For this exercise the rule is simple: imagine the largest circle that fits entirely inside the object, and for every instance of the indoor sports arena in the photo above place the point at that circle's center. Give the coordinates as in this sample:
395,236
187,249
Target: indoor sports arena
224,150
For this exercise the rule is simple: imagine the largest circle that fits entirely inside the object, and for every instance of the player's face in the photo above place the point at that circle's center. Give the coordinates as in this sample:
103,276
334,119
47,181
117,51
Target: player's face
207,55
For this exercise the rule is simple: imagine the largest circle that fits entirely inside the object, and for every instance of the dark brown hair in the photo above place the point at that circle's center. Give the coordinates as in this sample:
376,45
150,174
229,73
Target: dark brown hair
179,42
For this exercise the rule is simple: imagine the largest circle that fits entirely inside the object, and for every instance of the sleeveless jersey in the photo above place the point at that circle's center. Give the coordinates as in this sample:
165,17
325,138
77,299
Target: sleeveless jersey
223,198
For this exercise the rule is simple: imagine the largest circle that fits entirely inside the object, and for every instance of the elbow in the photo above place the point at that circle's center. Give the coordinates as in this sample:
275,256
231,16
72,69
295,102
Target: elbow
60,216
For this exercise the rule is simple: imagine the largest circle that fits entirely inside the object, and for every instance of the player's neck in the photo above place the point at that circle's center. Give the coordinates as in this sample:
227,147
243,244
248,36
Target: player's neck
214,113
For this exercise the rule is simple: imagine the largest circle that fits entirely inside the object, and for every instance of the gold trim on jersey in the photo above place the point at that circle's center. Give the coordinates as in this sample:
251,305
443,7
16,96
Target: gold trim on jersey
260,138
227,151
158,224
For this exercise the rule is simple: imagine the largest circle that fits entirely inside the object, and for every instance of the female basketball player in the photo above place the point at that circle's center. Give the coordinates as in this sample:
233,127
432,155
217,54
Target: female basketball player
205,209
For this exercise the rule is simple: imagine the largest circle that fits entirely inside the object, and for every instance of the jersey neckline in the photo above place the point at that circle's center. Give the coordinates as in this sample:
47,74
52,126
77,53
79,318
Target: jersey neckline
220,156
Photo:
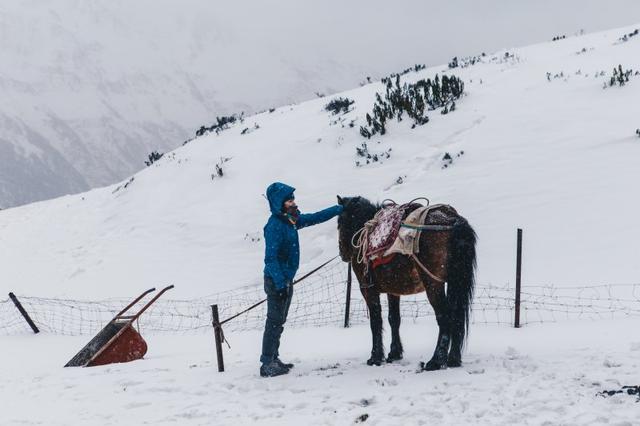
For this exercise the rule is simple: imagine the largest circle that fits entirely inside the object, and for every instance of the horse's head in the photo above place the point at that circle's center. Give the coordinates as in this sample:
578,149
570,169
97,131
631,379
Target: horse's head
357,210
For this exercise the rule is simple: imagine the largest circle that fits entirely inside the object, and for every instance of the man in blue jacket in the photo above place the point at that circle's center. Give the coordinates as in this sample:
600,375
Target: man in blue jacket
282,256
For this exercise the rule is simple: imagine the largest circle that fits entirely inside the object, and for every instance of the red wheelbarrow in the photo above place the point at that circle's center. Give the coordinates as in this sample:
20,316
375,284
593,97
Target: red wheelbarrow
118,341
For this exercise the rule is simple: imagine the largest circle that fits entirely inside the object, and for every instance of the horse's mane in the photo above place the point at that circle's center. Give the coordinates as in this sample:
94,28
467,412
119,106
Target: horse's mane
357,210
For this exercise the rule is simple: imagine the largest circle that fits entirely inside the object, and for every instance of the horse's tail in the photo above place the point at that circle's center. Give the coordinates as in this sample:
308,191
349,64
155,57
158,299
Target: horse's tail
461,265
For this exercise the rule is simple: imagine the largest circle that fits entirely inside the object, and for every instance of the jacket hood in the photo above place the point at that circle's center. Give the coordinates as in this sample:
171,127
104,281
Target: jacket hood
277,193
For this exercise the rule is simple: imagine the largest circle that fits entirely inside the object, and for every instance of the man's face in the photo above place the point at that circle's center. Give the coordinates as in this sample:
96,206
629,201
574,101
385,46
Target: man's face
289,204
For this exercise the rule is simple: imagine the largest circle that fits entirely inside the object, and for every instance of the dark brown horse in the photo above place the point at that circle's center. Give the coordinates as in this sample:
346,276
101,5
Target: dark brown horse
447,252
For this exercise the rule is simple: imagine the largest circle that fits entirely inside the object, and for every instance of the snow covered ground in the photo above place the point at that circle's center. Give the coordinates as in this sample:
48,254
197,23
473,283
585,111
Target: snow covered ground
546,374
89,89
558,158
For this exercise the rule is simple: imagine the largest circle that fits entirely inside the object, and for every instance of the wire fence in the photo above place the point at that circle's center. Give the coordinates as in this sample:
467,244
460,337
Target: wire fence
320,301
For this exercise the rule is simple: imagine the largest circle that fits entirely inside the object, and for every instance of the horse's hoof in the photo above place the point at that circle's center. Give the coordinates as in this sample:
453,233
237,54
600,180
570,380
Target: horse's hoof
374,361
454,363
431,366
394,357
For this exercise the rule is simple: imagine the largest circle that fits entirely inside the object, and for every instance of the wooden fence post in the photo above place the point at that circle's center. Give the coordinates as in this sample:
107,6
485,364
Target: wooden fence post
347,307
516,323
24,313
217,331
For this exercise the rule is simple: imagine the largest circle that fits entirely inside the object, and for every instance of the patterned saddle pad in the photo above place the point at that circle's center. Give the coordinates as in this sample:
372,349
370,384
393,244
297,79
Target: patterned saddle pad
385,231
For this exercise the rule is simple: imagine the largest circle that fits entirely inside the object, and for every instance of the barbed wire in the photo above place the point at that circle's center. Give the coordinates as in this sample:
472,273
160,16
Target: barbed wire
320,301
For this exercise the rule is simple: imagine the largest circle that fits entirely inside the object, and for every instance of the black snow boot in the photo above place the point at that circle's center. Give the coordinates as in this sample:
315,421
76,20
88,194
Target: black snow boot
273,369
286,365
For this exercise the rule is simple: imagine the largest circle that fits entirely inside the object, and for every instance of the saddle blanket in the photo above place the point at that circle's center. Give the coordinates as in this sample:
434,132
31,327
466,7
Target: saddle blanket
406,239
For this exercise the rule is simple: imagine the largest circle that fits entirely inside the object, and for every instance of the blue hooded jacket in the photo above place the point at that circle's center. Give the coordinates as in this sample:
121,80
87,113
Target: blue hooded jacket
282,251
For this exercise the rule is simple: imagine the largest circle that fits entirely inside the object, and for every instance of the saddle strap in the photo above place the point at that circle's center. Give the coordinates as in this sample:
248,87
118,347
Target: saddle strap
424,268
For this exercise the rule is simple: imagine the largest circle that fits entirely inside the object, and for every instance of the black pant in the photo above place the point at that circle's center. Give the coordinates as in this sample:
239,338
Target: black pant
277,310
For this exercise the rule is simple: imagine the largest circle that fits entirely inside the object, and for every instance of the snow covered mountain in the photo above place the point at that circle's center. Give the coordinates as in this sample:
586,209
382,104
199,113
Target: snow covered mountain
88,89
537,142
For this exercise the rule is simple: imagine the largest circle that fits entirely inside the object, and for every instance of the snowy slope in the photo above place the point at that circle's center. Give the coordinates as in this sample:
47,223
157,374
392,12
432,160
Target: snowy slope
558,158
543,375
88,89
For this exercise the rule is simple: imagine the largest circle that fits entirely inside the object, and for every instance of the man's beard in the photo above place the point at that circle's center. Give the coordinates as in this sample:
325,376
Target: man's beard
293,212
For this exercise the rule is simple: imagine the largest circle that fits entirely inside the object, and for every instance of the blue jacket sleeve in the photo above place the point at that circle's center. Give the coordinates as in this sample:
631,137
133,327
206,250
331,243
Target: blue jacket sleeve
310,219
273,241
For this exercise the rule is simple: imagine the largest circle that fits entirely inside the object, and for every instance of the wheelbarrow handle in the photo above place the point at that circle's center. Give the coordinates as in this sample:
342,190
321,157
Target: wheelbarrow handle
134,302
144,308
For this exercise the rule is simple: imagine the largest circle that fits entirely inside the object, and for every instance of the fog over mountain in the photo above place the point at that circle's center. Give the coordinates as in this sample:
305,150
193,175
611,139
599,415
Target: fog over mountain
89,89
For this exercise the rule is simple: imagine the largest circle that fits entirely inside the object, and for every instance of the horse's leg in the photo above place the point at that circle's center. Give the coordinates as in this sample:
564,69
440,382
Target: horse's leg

++++++++++++++++++++

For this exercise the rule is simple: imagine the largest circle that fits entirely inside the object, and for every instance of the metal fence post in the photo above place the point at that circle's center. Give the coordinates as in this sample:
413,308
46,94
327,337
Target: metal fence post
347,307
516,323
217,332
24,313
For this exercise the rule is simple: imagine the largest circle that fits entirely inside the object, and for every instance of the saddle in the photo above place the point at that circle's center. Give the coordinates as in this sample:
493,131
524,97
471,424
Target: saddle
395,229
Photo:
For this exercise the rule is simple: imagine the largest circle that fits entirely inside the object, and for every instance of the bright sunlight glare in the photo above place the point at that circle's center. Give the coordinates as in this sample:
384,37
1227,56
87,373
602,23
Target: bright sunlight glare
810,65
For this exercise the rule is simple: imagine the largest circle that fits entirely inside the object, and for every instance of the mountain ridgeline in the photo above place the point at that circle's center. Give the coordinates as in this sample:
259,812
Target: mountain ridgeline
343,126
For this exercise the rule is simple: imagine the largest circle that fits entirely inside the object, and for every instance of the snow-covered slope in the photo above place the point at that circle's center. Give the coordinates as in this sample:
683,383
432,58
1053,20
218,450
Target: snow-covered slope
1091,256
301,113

++++++++++++++++++++

What to work on
Count the lines in the material above that contain the word "indoor". Reply with the number alone.

Complete answer
2